Data for analysis Block Start

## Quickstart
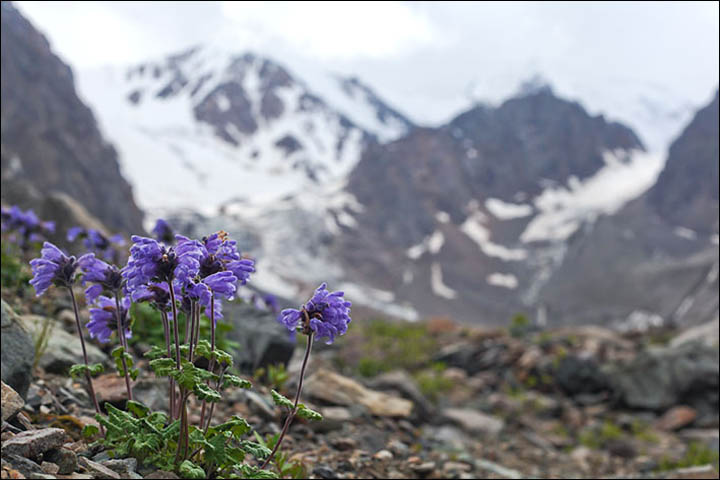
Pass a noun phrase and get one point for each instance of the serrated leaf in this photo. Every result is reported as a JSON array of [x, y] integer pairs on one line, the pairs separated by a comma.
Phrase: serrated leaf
[[163, 366], [235, 381], [308, 414], [190, 470], [281, 400], [155, 352], [137, 408], [203, 392], [258, 451], [249, 471]]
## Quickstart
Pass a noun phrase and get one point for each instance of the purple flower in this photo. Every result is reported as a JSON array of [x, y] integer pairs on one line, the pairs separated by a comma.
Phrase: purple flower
[[163, 232], [329, 315], [153, 261], [53, 268], [105, 277], [103, 318]]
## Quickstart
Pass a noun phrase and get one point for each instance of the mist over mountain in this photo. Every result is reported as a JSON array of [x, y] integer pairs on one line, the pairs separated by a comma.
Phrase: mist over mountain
[[536, 205]]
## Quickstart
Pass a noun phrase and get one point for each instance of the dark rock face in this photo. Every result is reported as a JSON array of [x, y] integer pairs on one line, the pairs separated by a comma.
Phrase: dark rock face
[[484, 153], [17, 352], [49, 137], [686, 192], [635, 260]]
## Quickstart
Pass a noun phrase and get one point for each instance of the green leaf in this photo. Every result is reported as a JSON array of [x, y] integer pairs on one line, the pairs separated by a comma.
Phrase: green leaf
[[90, 431], [258, 451], [236, 425], [163, 366], [78, 370], [281, 400], [156, 352], [203, 392], [235, 381], [308, 414], [190, 470], [249, 471], [137, 409]]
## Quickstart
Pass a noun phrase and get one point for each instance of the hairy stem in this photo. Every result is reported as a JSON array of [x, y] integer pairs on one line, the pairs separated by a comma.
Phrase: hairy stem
[[212, 350], [291, 415], [82, 342], [166, 330], [123, 342]]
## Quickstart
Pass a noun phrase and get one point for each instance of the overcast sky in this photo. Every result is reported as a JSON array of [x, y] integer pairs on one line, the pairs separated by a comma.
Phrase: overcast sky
[[429, 59]]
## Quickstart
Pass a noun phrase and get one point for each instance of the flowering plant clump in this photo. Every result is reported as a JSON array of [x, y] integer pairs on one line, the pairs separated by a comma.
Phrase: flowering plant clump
[[26, 227], [182, 279]]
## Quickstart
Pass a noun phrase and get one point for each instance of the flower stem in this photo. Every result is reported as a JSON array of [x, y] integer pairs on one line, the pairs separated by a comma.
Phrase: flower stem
[[212, 350], [166, 329], [82, 342], [123, 342], [291, 415]]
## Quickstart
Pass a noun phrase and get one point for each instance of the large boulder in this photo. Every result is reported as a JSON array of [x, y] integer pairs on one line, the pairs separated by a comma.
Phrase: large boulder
[[660, 378], [263, 341], [17, 352]]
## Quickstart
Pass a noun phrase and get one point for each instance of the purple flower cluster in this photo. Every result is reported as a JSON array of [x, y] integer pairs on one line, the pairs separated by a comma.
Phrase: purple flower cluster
[[104, 277], [29, 227], [327, 314], [54, 268], [103, 318], [95, 241]]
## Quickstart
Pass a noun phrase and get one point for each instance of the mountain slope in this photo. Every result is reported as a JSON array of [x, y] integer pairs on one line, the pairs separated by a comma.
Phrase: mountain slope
[[656, 259], [50, 141], [222, 127]]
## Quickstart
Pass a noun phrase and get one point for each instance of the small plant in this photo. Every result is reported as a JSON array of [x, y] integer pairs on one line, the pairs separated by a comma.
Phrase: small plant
[[697, 454], [172, 285]]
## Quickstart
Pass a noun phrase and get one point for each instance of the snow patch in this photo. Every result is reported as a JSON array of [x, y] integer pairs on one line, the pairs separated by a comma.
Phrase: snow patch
[[473, 227], [685, 233], [507, 211], [625, 175], [505, 280], [436, 282]]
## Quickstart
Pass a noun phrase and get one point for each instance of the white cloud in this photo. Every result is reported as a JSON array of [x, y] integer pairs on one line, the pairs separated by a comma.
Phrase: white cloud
[[339, 30]]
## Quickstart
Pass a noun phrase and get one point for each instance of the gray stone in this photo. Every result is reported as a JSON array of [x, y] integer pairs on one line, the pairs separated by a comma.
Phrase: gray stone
[[263, 341], [404, 384], [11, 402], [473, 420], [63, 349], [97, 470], [32, 443], [123, 466], [16, 351], [23, 465], [660, 378]]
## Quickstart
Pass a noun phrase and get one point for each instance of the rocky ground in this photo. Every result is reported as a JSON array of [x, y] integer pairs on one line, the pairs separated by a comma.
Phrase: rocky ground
[[429, 400]]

Data for analysis Block End

▸ **Description of the task**: Return the records above exactly as written. Do not include their images.

▸ **Problem solution**:
## Quickstart
Pass a noun phrase and get one point for each instance of the serrated leaf in this photo. Every result is reported as a JSON array of [x, y] integer pairs on one line, the pairs separated by a comma.
Phrase: serrated leaf
[[163, 366], [235, 381], [308, 414], [190, 470], [281, 400], [155, 352], [137, 408], [203, 392], [258, 451], [249, 471]]
## Quickstart
Pass a noun phrase and get one point for each instance of the purple flower in this photo. Every result is reported as a JSON array of [x, y] integer pairs on one line, the pairs separated by a comma.
Phrase: purple flower
[[163, 232], [329, 315], [153, 261], [53, 268], [105, 277], [103, 318]]
## Quickstart
Pass a noun phrase and get one point for each instance of the mist over mountain in this photo. Every result is reported as a JSON array of [x, y] integer pairs on one line, the pairs separated by a comma.
Phrase: mist over mountain
[[536, 205]]
## Quickstart
Pass a noun phrase and get one point for each instance of the dark rock face in this photo. Every result is reported as a JSON array of [x, y] integer pairs on one line, the pairs separated by a comma.
Phrase: dark rock face
[[484, 153], [17, 352], [49, 137], [686, 192], [635, 260]]
## Quickstart
Pass a noun phrase and get one point for each instance of the green leaf in this photo. Every result is reported as a JSON array of [x, y] integer pairs on one line, the pairs separated by a comma.
Phrase: green leaf
[[90, 431], [258, 451], [236, 425], [163, 366], [78, 370], [281, 400], [156, 352], [203, 392], [235, 381], [308, 414], [190, 470], [249, 471], [137, 409]]
## Quickstart
Pass a noun phrase and get one point for each instance of the hairy stem in this photo. Every result is reported as a JSON array of [x, y] integer pairs on one line, the pairs separated by a comma.
Phrase: hairy stem
[[212, 350], [291, 415], [82, 342], [166, 330], [123, 342]]
## Quickstart
Pass a noun phrase and get one point for each instance of the overcast sky in this photo. Every result is reported as a JSON array of [x, y] integer pairs on one line, the pairs separated by a comma.
Phrase: overcast sky
[[429, 59]]
## Quickstart
Pass a noun phrase and get one point for each instance of the flowering plant clump in this photo. Every result is reported as a JSON array of [x, y] integer pairs on one line, the pairs separated by a comma.
Phrase: flowering plant clump
[[26, 227], [182, 279]]
## Quickstart
Pass a noun phrase and get one point for each instance of the flower stem in this photo. Every result is reported as a JSON array of [x, y] integer pairs on one line, the pairs separated by a comma.
Phrase: flower stem
[[212, 350], [166, 329], [82, 342], [123, 342], [291, 415]]
## Quickstart
Pass a noun phrase and get one point for each instance of the large boulder in this photo. Every result is reported as a JSON array of [x, y] integer pairs on one line, the pairs separated by a comma.
Phrase: large boulder
[[660, 378], [263, 341], [17, 352]]
## Quickstart
Pass a noun phrase and get one point for each instance of the purple flower cluster in this photo. Every result is reported as a JSON array of [x, y] integer pairs on one line, the pairs separated by a comma.
Phrase: purple flower cluster
[[104, 277], [29, 227], [327, 314], [54, 268], [103, 318], [95, 241]]
## Quickstart
Pass a noun phrase and get one point for each instance of the mountain slope in this photo. Every result is reported as a JSON array of [x, y] integer pairs on one line, the pairs separated by a comma.
Phrase: mountain slope
[[656, 259], [50, 141], [222, 127]]
## Quickstart
Pass a noun phrase and get one point for each instance of the small plant in this photo. Every result is reported as a JSON array of [x, y] integer pairs on one line, the pairs separated by a comma.
Phrase: small plant
[[697, 454], [172, 285]]
## Quickstart
Pass a noun phrase and get one point for each instance of the snow patch in this photo. Every result is reported as a JSON array of [x, y] integer pairs on one line, the pairs separated by a comma.
Phrase: snow patch
[[473, 227], [685, 233], [507, 211], [625, 175], [505, 280], [436, 282]]
## Quickstart
Pass a noun phrase and get one point for each instance of the white cloud in this photo. Every result is reported as a JSON array of [x, y] integer pairs on one line, the pairs separated by a comma.
Phrase: white cloud
[[339, 30]]
## Quickstart
Pass a noun phrase and get one point for each instance of the gray stone in this photo. Every result is reported as a JSON array of [x, y] integer pairs on one line, the pairs separated by a comma.
Phrase: gray stone
[[263, 341], [404, 384], [11, 402], [473, 420], [63, 349], [97, 470], [32, 443], [123, 466], [16, 351], [23, 465], [660, 378]]
## Quickstart
Pass a noun phrase and get one point for each instance of the rocky ground in this photo. Every result is reported as a JSON array of [x, y] integer pairs on one line, the pairs separated by a comma.
Phrase: rocky ground
[[429, 400]]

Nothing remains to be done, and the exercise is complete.